>> Start
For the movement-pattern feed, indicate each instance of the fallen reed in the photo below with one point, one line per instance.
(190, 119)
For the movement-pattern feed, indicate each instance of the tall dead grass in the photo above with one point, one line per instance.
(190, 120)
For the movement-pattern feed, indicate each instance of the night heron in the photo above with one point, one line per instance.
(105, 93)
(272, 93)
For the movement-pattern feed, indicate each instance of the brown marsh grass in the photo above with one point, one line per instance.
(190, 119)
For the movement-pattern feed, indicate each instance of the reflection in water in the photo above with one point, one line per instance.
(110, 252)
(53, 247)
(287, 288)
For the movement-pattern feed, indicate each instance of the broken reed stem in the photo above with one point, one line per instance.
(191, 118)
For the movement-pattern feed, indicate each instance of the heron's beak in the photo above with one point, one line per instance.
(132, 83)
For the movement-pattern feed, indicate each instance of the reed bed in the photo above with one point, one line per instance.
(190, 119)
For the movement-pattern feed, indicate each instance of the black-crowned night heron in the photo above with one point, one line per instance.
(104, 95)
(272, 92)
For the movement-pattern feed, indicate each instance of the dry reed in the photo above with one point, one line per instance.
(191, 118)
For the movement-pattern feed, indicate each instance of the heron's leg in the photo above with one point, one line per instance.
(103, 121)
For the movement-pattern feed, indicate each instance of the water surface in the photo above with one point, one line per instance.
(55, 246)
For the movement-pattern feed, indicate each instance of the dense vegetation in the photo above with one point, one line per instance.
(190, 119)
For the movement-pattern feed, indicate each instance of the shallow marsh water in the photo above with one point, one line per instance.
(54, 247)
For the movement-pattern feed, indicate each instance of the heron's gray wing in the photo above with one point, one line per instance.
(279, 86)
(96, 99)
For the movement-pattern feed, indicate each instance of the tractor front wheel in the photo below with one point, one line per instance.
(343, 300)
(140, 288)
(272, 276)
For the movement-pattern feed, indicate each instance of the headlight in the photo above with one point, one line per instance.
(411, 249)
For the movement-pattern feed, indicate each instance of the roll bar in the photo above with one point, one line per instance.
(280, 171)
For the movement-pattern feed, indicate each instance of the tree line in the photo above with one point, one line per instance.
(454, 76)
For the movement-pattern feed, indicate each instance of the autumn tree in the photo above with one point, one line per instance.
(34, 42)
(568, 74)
>> End
# DIRECTION
Convert all of the entries above into a numbered list, omitting any blank lines.

# TASK OUTPUT
1. For the movement-pattern feed, indicate each instance of the fallen reed in the photo below with one point, one line per instance.
2. (190, 119)
3. For the movement-pattern feed, indicate each instance of the tall dead grass in the photo above with one point, one line per instance.
4. (190, 120)
5. For the movement-pattern feed, indicate each instance of the night heron in the photo above with one point, one line per instance.
6. (105, 93)
7. (272, 93)
8. For the movement-pattern feed, indicate each instance of the brown marsh grass in the photo above with one point, one line per instance.
9. (190, 119)
10. For the movement-pattern feed, indicate each instance of the reflection in water in the photo above with one point, one line per instance.
11. (110, 252)
12. (53, 247)
13. (287, 288)
14. For the movement-pattern feed, indicate each instance of the broken reed stem in the photo above with one point, one line per instance.
15. (191, 118)
16. For the movement-pattern feed, indicate each instance of the heron's beak in the photo above with one point, one line per instance.
17. (132, 83)
18. For the movement-pattern feed, indicate each instance of the reed bed in the photo above with one point, one line per instance.
19. (190, 119)
20. For the movement-pattern feed, indicate each instance of the black-crowned night heron in the photo above with one point, one line per instance.
21. (104, 95)
22. (272, 92)
23. For the movement-pattern feed, indicate each instance of the dry reed in the photo above with one point, one line per instance.
24. (191, 118)
25. For the movement-pattern feed, indicate each instance of the heron's leg in the photo above with one point, one line per instance.
26. (103, 121)
27. For the movement-pattern feed, indicate each instance of the water surface in the photo above with one point, one line per instance.
28. (55, 246)
29. For the movement-pattern feed, indicate each instance of the dense vegetation in the photo above with one point, one line per instance.
30. (190, 119)
31. For the movement-pattern feed, indicate each instance of the shallow marsh water in the photo above with one point, one line per instance.
32. (54, 247)
33. For the movement-pattern feed, indicate each instance of the heron's gray wing in the photo above with one point, one line per instance.
34. (279, 86)
35. (96, 99)
36. For the movement-pattern feed, indicate each instance of the tractor front wheel in the photo below with one point, one line per instance.
37. (343, 300)
38. (140, 288)
39. (272, 276)
40. For the movement-pattern feed, indicate each instance of the headlight in the photo above with one point, one line per instance.
41. (411, 249)
42. For the movement-pattern feed, indicate each instance of the roll bar in the photo above with one point, one line per instance.
43. (280, 171)
44. For the movement-pattern feed, indicate each instance of the tree line in the photo above with one point, one line per instance.
45. (454, 76)
46. For the movement-pattern feed, indicate each instance of the autumn tree in the photo above with one point, one line per instance.
47. (34, 42)
48. (568, 74)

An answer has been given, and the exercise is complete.